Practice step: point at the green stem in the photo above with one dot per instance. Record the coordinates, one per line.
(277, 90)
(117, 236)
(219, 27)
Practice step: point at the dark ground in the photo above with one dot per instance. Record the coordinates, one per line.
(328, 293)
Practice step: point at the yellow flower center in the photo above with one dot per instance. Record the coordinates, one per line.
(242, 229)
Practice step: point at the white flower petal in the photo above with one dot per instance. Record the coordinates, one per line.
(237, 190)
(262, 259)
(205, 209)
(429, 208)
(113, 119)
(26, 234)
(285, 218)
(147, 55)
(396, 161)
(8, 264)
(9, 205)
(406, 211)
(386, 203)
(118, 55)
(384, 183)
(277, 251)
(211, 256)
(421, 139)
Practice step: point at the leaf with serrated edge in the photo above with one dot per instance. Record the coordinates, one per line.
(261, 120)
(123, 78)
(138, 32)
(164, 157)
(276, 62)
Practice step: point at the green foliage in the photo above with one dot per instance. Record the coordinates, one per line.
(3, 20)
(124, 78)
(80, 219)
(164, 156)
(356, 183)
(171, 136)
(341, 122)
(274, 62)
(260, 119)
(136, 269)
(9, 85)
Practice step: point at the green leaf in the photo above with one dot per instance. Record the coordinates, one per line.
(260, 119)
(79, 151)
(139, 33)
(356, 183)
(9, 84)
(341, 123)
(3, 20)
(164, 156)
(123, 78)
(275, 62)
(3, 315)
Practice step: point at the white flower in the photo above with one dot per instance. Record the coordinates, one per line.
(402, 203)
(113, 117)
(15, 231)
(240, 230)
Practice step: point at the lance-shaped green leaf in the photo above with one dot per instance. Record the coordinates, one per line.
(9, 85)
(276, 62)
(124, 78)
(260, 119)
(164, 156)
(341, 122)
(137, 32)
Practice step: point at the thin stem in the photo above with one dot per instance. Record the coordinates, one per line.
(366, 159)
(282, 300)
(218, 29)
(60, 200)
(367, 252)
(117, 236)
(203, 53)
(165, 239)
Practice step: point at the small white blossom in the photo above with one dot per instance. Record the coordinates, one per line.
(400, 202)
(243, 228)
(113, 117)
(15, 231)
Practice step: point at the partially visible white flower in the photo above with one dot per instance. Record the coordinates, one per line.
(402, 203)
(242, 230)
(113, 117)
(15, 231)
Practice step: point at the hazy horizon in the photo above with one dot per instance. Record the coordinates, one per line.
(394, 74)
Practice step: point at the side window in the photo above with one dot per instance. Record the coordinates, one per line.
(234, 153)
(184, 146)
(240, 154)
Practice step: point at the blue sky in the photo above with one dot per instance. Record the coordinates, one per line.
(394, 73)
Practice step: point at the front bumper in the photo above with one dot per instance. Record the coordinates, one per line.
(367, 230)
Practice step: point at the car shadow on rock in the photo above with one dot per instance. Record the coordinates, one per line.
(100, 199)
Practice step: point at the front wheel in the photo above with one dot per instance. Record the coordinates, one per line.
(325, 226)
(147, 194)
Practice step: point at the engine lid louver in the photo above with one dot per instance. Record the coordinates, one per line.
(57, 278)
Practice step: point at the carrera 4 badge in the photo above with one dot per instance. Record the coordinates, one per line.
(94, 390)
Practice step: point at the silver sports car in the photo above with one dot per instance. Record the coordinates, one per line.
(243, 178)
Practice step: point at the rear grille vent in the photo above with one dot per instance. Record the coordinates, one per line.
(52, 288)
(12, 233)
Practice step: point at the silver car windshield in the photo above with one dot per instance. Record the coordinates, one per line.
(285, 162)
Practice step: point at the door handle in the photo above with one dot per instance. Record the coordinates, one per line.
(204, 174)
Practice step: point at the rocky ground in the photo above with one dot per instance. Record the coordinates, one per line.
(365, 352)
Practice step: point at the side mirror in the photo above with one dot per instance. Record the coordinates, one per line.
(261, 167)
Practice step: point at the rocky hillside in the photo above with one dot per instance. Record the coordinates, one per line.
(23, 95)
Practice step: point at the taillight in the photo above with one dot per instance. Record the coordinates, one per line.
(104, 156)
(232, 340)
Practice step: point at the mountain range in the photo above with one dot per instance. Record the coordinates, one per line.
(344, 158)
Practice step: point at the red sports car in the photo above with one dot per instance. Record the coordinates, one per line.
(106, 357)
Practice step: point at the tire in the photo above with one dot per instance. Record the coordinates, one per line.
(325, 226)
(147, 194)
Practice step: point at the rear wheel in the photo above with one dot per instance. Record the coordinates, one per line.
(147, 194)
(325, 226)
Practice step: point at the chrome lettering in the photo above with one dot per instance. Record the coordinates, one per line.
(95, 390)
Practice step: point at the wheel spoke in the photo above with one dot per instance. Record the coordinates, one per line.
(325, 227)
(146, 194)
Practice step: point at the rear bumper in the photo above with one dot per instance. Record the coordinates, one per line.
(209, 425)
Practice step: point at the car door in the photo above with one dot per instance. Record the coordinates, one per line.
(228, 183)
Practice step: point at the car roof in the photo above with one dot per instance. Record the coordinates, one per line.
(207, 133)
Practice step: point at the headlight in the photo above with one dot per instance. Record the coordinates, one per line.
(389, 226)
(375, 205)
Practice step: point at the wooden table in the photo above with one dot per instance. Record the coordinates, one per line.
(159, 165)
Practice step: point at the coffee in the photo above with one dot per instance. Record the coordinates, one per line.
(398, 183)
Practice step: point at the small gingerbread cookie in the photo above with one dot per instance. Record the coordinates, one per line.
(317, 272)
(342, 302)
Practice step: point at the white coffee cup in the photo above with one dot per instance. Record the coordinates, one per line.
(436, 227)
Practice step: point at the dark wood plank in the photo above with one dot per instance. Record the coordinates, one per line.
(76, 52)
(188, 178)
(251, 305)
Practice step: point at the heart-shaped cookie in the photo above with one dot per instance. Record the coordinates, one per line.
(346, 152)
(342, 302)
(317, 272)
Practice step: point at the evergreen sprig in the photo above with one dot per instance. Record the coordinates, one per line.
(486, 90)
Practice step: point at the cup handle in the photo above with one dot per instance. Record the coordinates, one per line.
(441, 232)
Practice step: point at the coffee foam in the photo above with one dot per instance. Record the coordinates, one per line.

• • • • • • •

Action item
Your answer must be the records themselves, output again exactly.

The answer
Practice step: point at the green stem in the photo above with one dot per instance. Record the coordinates, one per line.
(277, 90)
(117, 236)
(219, 27)
Practice step: point at the dark ground in the photo above with one dot per instance. Record the coordinates, one per line.
(328, 293)
Practice step: point at the yellow flower center in the photo above with one dot per instance. Record the coordinates, one per line.
(242, 229)
Practice step: point at the white flower petal in the photo above with one dot per instance. Record the coordinates, one per line.
(237, 190)
(262, 259)
(205, 209)
(429, 208)
(113, 119)
(26, 234)
(285, 218)
(147, 55)
(396, 161)
(8, 264)
(9, 205)
(406, 211)
(386, 203)
(118, 55)
(384, 183)
(277, 251)
(211, 256)
(421, 139)
Practice step: point at the leaf with serrated edge in the photo above with one dot per instance. Record the coordinates, one per line.
(261, 120)
(123, 78)
(138, 32)
(164, 157)
(276, 62)
Practice step: point at the green foliage in the photo above with one dot per instance. Record the coordinates, one per line.
(3, 20)
(124, 78)
(80, 219)
(164, 156)
(356, 183)
(171, 136)
(341, 122)
(274, 62)
(260, 119)
(136, 269)
(9, 85)
Practice step: point at the green leaf in the photo above with one dot per instance. Record the coordinates, one per line.
(260, 119)
(79, 151)
(139, 33)
(356, 183)
(9, 84)
(341, 123)
(3, 20)
(164, 156)
(123, 78)
(275, 62)
(3, 315)
Practice step: point at the white flower in the photo above with one dot per instance. Record the coordinates, one per line.
(402, 203)
(113, 117)
(15, 231)
(240, 230)
Practice step: point at the lance-shaped green leaf in the photo above with one dot per instance. Record the coordinates, one per line.
(9, 85)
(276, 62)
(124, 78)
(260, 119)
(164, 156)
(341, 122)
(137, 32)
Practice step: point at the thin stem in the photo above with one dot per instance. Record the coordinates, one per line.
(366, 159)
(282, 300)
(218, 29)
(60, 200)
(367, 252)
(117, 236)
(203, 53)
(165, 239)
Practice step: point at the small white blossom in the photo above with one dot per instance. Record the coordinates, one per line.
(400, 202)
(243, 228)
(113, 117)
(15, 231)
Practice step: point at the partially visible white flower in the photo above with one dot per instance. Record the coordinates, one per line.
(402, 203)
(242, 230)
(113, 117)
(15, 231)
Practice step: point at the hazy horizon in the photo above with one dot per instance. Record the coordinates, one per line.
(394, 74)
Practice step: point at the side window in the photo above with one dot per instance. Record the coordinates, one per line.
(234, 153)
(184, 146)
(240, 154)
Practice step: point at the blue sky in the photo above with one dot per instance. Record the coordinates, one per line.
(394, 73)
Practice step: point at the front bumper in the photo above with one dot per instance. Record the coordinates, one per line.
(367, 230)
Practice step: point at the car shadow on rock in the photo above with one dot per instance. Record the coordinates, one per line.
(100, 199)
Practice step: point at the front wheel in the photo above with one dot per instance. Record the coordinates, one per line.
(325, 226)
(147, 194)
Practice step: point at the engine lid louver in the photo above with one dot per instance. Record the coordinates, one per line.
(57, 278)
Practice step: point at the carrera 4 badge in the photo above with one dot per instance. Record the coordinates, one per line.
(94, 390)
Practice step: point at the silver sports car in the photo above with one dot per instance. Record the coordinates, one per line.
(243, 178)
Practice step: point at the rear grille vent in the photo above with one dot per instance. Record the coordinates, one per line.
(52, 288)
(12, 233)
Practice step: point at the silver car windshield in the photo above with one dot per instance. Record the coordinates, one per line.
(285, 162)
Practice step: point at the door handle in the photo above with one dot per instance. Record the coordinates, one per line.
(204, 174)
Practice step: point at the rocky ground in the photo above with one dot per instance. Record the coordinates, one per line.
(365, 352)
Practice step: point at the side mirror in the photo above with one dot per instance. Record the coordinates, one per line.
(261, 167)
Practice step: point at the rocky hillside in the photo above with one dot per instance. Record the coordinates, one per line.
(23, 95)
Practice step: point at the taillight in the photo above with one dot per instance. Record the coordinates, one per line.
(104, 156)
(232, 340)
Practice step: point at the mountain range in the photo above with one dot per instance. Record the coordinates, one per line.
(344, 158)
Practice step: point at the red sports car in the photo above with one dot per instance. Record the coordinates, one per line.
(106, 357)
Practice step: point at the tire in the photo above with one dot per instance. Record the coordinates, one per line.
(325, 226)
(147, 194)
Practice step: point at the rear wheel in the photo above with one dot per instance. Record the coordinates, one per line.
(147, 194)
(325, 226)
Practice step: point at the chrome lettering in the photo above with one dot per instance. Record the coordinates, one per line.
(95, 390)
Practice step: point at the wheel spoke in the photo above with one dot per instance. Record the coordinates, one per line.
(325, 227)
(146, 194)
Practice step: point at the rear bumper in the photo above with one dot per instance. Record the coordinates, one per line.
(209, 425)
Practice step: point at the car door in the photo above with one dot per instance. Record the coordinates, one per line.
(228, 183)
Practice step: point at the car roof in the photo above with one dot per instance. Record the coordinates, one per line.
(207, 133)
Practice step: point at the headlight in the photo above with one dot per instance. Record the coordinates, one per line.
(389, 226)
(375, 205)
Practice step: point at the wooden table in the photo above with one dot per instance. Record the coordinates, one per line.
(159, 165)
Practice step: point at the coffee in the photo above with one dot per instance. Record the coordinates, one per line.
(398, 183)
Practice step: point at the small gingerbread cookie in the photo above with one dot per instance. Record the coordinates, one per line.
(317, 272)
(342, 302)
Practice step: point at the white coffee cup in the photo above with one dot per instance. Record the coordinates, one per line.
(436, 227)
Practice step: point at the dark wood plank in the photo above with one dot per instance. Record the coordinates, one per line.
(76, 52)
(188, 178)
(251, 305)
Practice step: point at the heart-shaped cookie in the photo above with one dot per instance. Record the coordinates, one per line.
(346, 152)
(342, 302)
(317, 272)
Practice step: point at the evergreen sprig in the photo above with one dot per instance. Record the coordinates, one per line.
(486, 90)
Practice step: point at the cup handle in the photo above with one dot per instance. Record the coordinates, one per line.
(441, 232)
Practice step: point at the coffee foam in the photo above with one dot per instance. Record the coordinates, one per line.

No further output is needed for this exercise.